■ **Extrait du texte**
- - - - - - -

Lucette Destouches, épouse Céline est de ces livres précieux parce qu’ils fourmillent d’anecdotes savoureuses, et restituent, par la parole de témoins majeurs, l’atmosphère d’une époque.
Epouse du génial Louis-Ferdinand Céline, Lucette Destouches se souvient.
Elle a alors cent ans (cent quatre quand le livre se termine), rit beaucoup, se plaint un peu (des forces qui déclinent), s’enchante, en inlassable curieuse, de la vie, qui passe, revient, insiste.
Malicieuse, sa parole, scrupuleusement notée par sa complice de chaque jour, Véronique Robert-Chovin, est une fête pour l’esprit.
Incipit : « J’ai connu Lucette Destouches en 1970. Elle avait 58 ans et moi 18. J’ai suivi un an ses cours de danse et puis je suis partie. Je suis revenue en 1989. Elle avait 77 ans et moi 37. Depuis je ne l’ai plus quittée. Le lundi 13 novembre 1995, dans une boutique de la Compagnie de l’Orient et de la Chine, avenue Victor-Hugo à Paris, elle m’a offert mon premier carnet. « la grande défaite, c’est l’oubli », disait Céline. « Je veux que tu écrives au jour le jour ce que nous faisons et ce que je te dis », a souhaité Lucette. Aujourd’hui, ces carnets de près de 300 pages chacun sont au nombre de six. »
Nous sommes à Meudon, dans la grande maison que son mari acheta, afin qu’elle disposât d’un large espace pour ses cours de danse, auprès d’une très vieille dame, toujours couchée, qu’entoure de son affection fidèle un petit aéropage d’amis, notamment l’avocat François Gibault.
« Elle regarde sa vie comme on lirait un roman. La jouissance de la vie écrite. Une vie pourtant terrible. C’est sa rencontre avec Céline qui lui avait sauvé la vie. Sa mère ne l’aimait pas, son père qui voulait un garçon était indifférent. Son enfance avait été triste et solitaire et elle pensait souvent au suicide. »
La survie est un art que le couple Céline pratiqua avec assiduité – la fuite à Sigmaringen, la dureté de son emprisonnement (il perdit alors toutes ses dents, mais aussi son désir), la faim, le froid et la solitude au Danemark, la menace du souffle de la guillotine sur la nuque.

- - - - - - -

■ **Liste**
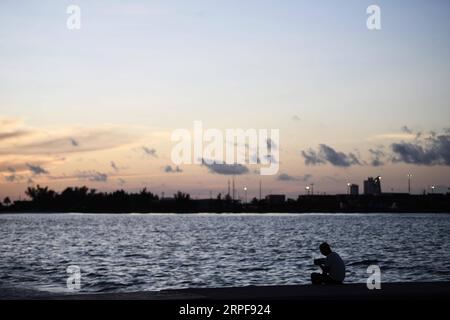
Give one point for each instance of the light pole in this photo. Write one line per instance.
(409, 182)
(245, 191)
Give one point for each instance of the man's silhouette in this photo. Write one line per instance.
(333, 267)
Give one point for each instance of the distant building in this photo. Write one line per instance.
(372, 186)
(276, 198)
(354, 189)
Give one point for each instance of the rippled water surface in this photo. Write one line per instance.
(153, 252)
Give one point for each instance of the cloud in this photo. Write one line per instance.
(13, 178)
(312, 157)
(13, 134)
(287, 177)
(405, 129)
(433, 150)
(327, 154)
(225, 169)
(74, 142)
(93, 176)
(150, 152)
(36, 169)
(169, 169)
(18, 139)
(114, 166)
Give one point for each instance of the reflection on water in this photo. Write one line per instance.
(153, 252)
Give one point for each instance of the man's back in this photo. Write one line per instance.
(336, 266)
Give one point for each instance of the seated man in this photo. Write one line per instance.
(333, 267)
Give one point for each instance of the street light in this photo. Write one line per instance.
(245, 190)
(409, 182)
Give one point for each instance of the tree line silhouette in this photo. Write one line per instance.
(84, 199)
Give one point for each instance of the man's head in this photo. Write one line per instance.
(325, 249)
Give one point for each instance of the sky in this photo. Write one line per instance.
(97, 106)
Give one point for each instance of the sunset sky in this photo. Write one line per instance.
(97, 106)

- - - - - - -

■ **Consignes**
**a)** Relevez toutes les personnes désignées par leur prénom et leur nom dans l'extrait sur Lucette Destouches, sans compter les noms de rues.
**b)** Poursuivez l'extrait sur Lucette Destouches au-delà de sa dernière phrase.

■ **Corrigé**
**a)**
Lucette Destouches
Louis-Ferdinand Céline
Véronique Robert-Chovin
François Gibault

**b)**
« Avant les événements, Louis aimait le luxe, il changeait de chemise deux fois par jour et faisais faire ses costumes en Angleterre. Il était coquet et soucieux de son apparence, et puis après le Danemark et la prison ça avait été fini. Je n’ai jamais vu quelqu’un se transformer à ce point, si brutalement, en si peu de temps. Pendant les dix années passées à Meudon, il ne se lavait plus, ne se changeait plus, vivait comme un clochard. »
Passent les fantômes de Mouloudji, Arletty, Michel Simon (et de sa guenon Zaza), Le Vigan, Abel Gance, Marie Bell, Gen Paul, Jean et Lili Dubuffet.
« Les trois qui avaient réellement compris Céline sont morts. Tout d’abord Roger Nimier. Il couchait dans les bureaux de Gaston chez Gallimard et il en faisait ce qu’il voulait. Il avait compris Céline instantanément. Puis il y avait eu Marcel Aymé, l’ami sincère, fidèle jusqu’au bout. Enfin Paul Morand, pourtant si éloigné de l’univers de Céline, un fils de famille héritier qui avait tout compris quand il le comparait à un pauvre chien d’aveugle. »
Le pudique Marcel Aymé ? « Le seul avec qui elle aurait pu refaire sa vie après la mort de Céline ».
Pour ses cent un ans, Pierre Bergé envoie une corbeille de pois de senteur.
Le temps sent bon, mais il est immobile.
Lucette repense à Céline : « Il imaginait des scénarios et ça l’excitait alors il se mettait à écrire pour relâcher la pression. C’était ça sa technique, fantasmer jusqu’au bout et comme se retenir de jouir puis tout jeter sur le papier. »
Le perroquet Toto siffle, il est l’heure de manger. Curieux d’ailleurs comme la nourriture a pris avec les années une importance grandissante.
A cent ans, ou plus, il n’est pas interdit de jouir : Garçon, s’il vous plaît, du champagne et du homard pour Madame Lucette Destouches !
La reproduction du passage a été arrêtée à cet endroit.